- Instruction -
Please output the lines shown below exactly as they appear.

- Raw data -

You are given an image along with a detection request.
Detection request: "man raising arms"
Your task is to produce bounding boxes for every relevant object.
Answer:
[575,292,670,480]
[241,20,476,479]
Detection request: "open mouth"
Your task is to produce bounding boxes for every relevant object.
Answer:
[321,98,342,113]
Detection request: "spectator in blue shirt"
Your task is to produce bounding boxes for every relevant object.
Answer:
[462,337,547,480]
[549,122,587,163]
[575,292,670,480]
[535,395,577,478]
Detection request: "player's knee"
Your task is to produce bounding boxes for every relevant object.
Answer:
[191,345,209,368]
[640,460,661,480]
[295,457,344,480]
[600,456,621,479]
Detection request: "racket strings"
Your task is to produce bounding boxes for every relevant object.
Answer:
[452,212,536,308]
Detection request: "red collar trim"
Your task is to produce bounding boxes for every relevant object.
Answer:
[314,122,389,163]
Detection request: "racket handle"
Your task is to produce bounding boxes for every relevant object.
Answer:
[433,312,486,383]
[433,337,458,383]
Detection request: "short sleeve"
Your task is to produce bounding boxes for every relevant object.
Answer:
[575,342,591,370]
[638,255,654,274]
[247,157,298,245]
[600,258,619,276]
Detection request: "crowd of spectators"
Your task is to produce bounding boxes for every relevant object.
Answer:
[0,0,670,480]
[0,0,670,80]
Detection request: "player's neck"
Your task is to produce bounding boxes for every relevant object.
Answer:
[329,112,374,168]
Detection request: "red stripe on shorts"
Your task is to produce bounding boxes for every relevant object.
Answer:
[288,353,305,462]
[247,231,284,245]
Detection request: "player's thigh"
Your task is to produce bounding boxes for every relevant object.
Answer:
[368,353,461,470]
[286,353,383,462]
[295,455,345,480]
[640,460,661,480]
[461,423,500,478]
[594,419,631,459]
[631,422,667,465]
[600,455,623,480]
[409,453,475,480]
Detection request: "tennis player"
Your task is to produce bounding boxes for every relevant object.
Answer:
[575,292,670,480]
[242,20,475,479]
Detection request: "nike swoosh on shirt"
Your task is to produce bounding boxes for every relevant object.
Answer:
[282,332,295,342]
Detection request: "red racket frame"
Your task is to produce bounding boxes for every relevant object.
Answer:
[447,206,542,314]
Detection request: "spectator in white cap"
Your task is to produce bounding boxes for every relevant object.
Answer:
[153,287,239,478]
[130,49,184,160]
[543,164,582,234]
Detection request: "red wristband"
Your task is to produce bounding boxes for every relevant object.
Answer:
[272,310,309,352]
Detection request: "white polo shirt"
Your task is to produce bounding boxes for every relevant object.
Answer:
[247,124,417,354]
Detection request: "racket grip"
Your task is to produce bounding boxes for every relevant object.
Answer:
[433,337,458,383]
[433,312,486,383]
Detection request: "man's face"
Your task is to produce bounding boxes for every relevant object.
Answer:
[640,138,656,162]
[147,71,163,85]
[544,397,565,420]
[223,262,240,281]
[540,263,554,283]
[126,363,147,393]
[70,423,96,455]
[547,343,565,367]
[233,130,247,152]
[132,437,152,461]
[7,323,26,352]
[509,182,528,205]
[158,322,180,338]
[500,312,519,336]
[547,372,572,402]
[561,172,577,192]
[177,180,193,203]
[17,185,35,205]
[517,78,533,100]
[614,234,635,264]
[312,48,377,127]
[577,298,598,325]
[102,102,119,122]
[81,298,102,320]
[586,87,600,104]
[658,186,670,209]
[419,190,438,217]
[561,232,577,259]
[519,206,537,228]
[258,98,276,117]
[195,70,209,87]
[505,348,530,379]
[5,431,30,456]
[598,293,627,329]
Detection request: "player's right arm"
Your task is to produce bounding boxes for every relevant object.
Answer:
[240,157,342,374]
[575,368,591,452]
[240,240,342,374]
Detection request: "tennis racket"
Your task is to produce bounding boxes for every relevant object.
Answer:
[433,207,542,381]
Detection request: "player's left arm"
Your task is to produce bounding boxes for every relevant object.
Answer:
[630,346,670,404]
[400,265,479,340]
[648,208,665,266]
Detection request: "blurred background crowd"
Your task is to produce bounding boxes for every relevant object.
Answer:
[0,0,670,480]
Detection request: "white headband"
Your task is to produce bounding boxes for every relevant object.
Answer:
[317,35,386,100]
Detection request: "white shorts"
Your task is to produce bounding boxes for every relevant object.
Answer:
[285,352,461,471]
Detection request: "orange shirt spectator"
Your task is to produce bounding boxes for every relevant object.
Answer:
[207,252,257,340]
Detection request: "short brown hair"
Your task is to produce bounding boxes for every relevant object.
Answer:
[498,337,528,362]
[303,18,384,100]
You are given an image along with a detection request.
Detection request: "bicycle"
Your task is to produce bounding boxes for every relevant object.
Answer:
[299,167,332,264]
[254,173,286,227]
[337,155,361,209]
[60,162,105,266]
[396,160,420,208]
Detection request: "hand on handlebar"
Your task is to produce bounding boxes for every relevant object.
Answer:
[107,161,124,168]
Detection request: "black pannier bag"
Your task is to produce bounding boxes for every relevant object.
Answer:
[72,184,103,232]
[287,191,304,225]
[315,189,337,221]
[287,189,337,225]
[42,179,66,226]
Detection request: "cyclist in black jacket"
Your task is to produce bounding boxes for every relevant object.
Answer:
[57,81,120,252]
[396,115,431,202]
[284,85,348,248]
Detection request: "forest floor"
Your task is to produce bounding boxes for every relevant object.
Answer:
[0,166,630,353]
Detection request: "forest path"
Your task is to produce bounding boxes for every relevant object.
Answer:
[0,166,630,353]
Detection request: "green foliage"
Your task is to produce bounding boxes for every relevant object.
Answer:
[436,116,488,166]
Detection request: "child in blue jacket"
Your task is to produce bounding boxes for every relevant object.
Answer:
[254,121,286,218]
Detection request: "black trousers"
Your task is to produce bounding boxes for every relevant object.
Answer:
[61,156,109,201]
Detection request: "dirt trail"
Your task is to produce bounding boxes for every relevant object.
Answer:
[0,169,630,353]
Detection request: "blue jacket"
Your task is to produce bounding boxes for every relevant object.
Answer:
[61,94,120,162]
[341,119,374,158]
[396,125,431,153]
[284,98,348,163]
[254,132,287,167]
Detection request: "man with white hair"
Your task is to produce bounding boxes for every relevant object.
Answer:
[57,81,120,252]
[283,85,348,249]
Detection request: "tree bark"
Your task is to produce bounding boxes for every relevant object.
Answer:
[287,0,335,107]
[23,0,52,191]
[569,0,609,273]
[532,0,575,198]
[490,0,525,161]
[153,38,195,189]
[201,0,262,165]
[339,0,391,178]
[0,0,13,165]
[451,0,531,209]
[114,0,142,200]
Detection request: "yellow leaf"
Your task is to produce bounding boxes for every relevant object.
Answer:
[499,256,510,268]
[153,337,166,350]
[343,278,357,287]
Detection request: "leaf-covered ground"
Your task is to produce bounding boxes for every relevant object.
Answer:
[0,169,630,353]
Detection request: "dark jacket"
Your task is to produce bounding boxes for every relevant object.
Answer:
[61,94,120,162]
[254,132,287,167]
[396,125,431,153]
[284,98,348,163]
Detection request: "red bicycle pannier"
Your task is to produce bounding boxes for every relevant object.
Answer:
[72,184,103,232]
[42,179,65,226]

- Finished answer -
You are given an image along with a detection request.
Detection request: "man raising arms"
Your task is to produce bounding boxes for every relevant object.
Answer:
[575,292,670,480]
[241,20,476,479]
Detection request: "open mouth"
Your task is to produce bounding boxes for every relevant object.
Answer:
[321,98,342,113]
Detection request: "spectator in blue shirt"
Your task is to produce bounding boxes for every relevant object.
Answer:
[462,337,547,480]
[549,122,587,163]
[575,292,670,480]
[535,395,577,478]
Detection request: "player's knee"
Your task is to produce bounding boxes for every relevant object.
Answer:
[191,345,209,368]
[640,460,661,480]
[295,457,344,480]
[600,456,621,479]
Detection request: "racket strings"
Your task is to produce bounding boxes for every relevant object.
Answer:
[452,212,536,308]
Detection request: "red collar trim"
Your task is to produce bounding boxes for every relevant object.
Answer:
[314,122,389,163]
Detection request: "racket handle"
Your task is to produce bounding boxes for every relevant object.
Answer:
[433,312,486,383]
[433,337,458,383]
Detection request: "short sleeve"
Your task is to produce bounding boxes for every relevant object.
Answer:
[575,342,591,370]
[638,255,654,274]
[247,157,298,245]
[600,258,619,276]
Detection request: "crowd of spectators"
Your task is to produce bounding boxes for every relevant object.
Answer:
[0,0,670,480]
[0,0,670,80]
Detection request: "player's neck"
Your task is to produce bounding boxes for every relevant object.
Answer:
[329,112,374,168]
Detection request: "red stripe on shorts"
Your task is to produce bounding boxes for every relevant object.
Answer:
[288,353,305,462]
[247,231,284,245]
Detection request: "player's thigh"
Your task is to produce bounding boxes for every relevant object.
Answer:
[368,353,461,470]
[286,353,383,462]
[295,455,345,480]
[640,460,661,480]
[461,423,500,478]
[594,419,631,459]
[631,422,667,465]
[600,455,623,480]
[409,453,475,480]
Detection request: "tennis player"
Your task is to produce bounding boxes for every relevant object.
Answer:
[575,292,670,480]
[242,20,475,479]
Detection request: "nike swoosh on shirt"
Your task is to produce bounding boxes for every relevant object.
Answer:
[282,332,295,342]
Detection request: "red racket frame"
Your task is to produce bounding boxes for every relevant object.
Answer:
[447,206,542,314]
Detection request: "spectator in white cap"
Your task is to produce bounding boxes for every relevant object.
Answer:
[153,287,239,478]
[130,49,184,160]
[543,164,582,234]
Detection request: "red wristband"
Your task is to produce bounding boxes for every relevant object.
Answer:
[272,310,309,352]
Detection request: "white polo shirt"
Your task is to produce bounding boxes for every relevant object.
Answer:
[247,124,417,354]
Detection request: "racket grip"
Your task is to produce bounding boxes for every relevant object.
Answer:
[433,337,458,383]
[433,312,486,383]
Detection request: "man's face"
Your task is to produce bounding boxes for every relevant object.
Answer:
[640,138,656,162]
[147,71,163,85]
[544,397,565,420]
[223,262,240,281]
[540,263,554,283]
[126,363,147,393]
[70,423,96,455]
[547,343,565,367]
[233,130,247,152]
[132,437,152,461]
[7,323,26,352]
[509,182,528,205]
[158,322,180,338]
[500,312,519,336]
[547,372,572,402]
[561,172,577,192]
[177,180,193,203]
[17,185,35,205]
[517,78,533,100]
[614,234,635,264]
[312,48,377,127]
[577,298,598,325]
[102,102,119,122]
[81,298,102,320]
[586,87,600,104]
[658,186,670,209]
[419,190,438,217]
[561,232,577,259]
[519,206,537,228]
[258,98,276,117]
[195,70,209,87]
[505,348,530,379]
[5,431,30,456]
[598,293,627,329]
Detection request: "player's right arm"
Your task is to produce bounding boxes for every relevant object.
Answer:
[240,157,342,374]
[575,368,591,452]
[240,240,342,374]
Detection request: "tennis racket"
Your task is to produce bounding boxes for every relevant object.
Answer:
[433,207,542,381]
Detection request: "player's left arm"
Your task is to produce bounding boxes for every relevant object.
Answer:
[630,346,670,404]
[400,265,479,340]
[648,208,665,266]
Detection request: "blurred background crowd"
Your task is to produce bounding boxes for every relevant object.
Answer:
[0,0,670,480]
Detection request: "white headband"
Your task is to produce bounding boxes for every relevant object.
Answer:
[317,35,386,100]
Detection request: "white shorts"
Your task is to produce bounding boxes for every relevant object.
Answer:
[285,352,461,471]
Detection request: "orange shirt spectator"
Your task is to produce bounding boxes for every relevant object.
Answer:
[207,252,257,340]
Detection request: "short brown hair"
Your task is to produce bounding boxes for every relevant object.
Answer:
[498,337,528,362]
[303,18,384,100]
You are given an image along with a detection request.
Detection request: "bicycle"
Your task is to produce bounding boxes for every relevant object.
Answer:
[299,167,332,264]
[254,173,286,227]
[337,155,361,209]
[60,162,105,266]
[396,160,420,208]
Detection request: "hand on handlebar"
Your task is to produce bounding boxes for every relevant object.
Answer:
[107,161,124,168]
Detection request: "black pannier bag"
Your task is to produce bounding boxes for every relevant object.
Answer:
[72,184,103,232]
[287,191,304,225]
[315,189,337,221]
[287,189,337,225]
[42,179,66,226]
Detection request: "cyclist in black jacket"
Your task is to produce bounding boxes for every relevant object.
Answer:
[57,81,120,252]
[396,115,431,202]
[284,85,348,248]
Detection request: "forest floor"
Your task is to produce bounding boxes for every relevant object.
Answer:
[0,166,630,353]
Detection request: "forest path"
Your task is to produce bounding boxes for every relevant object.
Answer:
[0,166,630,353]
Detection request: "green foliage"
Your task is to produce bounding boxes for every relevant object.
Answer:
[436,116,488,166]
Detection request: "child in blue jacket"
Your task is to produce bounding boxes for every relevant object.
Answer:
[254,121,286,218]
Detection request: "black trousers"
Your task is to produce bounding boxes for every relevant object.
Answer:
[61,156,109,201]
Detection request: "dirt trail"
Your task is to produce bounding boxes for every relevant object.
Answer:
[0,169,630,353]
Detection request: "blue jacket"
Your task is to produce bounding boxes for every relevant object.
Answer:
[61,94,120,162]
[341,119,374,158]
[396,125,431,153]
[284,98,348,163]
[254,132,287,167]
Detection request: "man with white hair"
Your task is to produce bounding boxes for every relevant object.
Answer:
[57,81,120,252]
[283,85,348,249]
Detection request: "tree bark"
Your task is to produce bounding boxes for every relevant object.
Answer:
[287,0,335,107]
[23,0,52,191]
[569,0,609,273]
[532,0,575,198]
[490,0,525,161]
[153,38,195,189]
[201,0,262,165]
[339,0,391,178]
[0,0,13,165]
[451,0,531,209]
[114,0,142,200]
Detection request: "yellow leaf"
Your task is to produce bounding boxes for every relevant object.
Answer:
[499,256,510,268]
[153,337,166,350]
[343,278,357,287]
Detection request: "leaf-covered ground"
Your task is to produce bounding boxes for every relevant object.
Answer:
[0,169,630,353]
Detection request: "dark jacket"
Your task is to produce bounding boxes for every relevant object.
Answer:
[61,94,120,162]
[254,132,287,167]
[396,125,431,153]
[284,98,348,163]
Detection request: "red bicycle pannier"
Your task is to produce bounding boxes for every relevant object.
Answer:
[72,184,103,232]
[42,179,65,226]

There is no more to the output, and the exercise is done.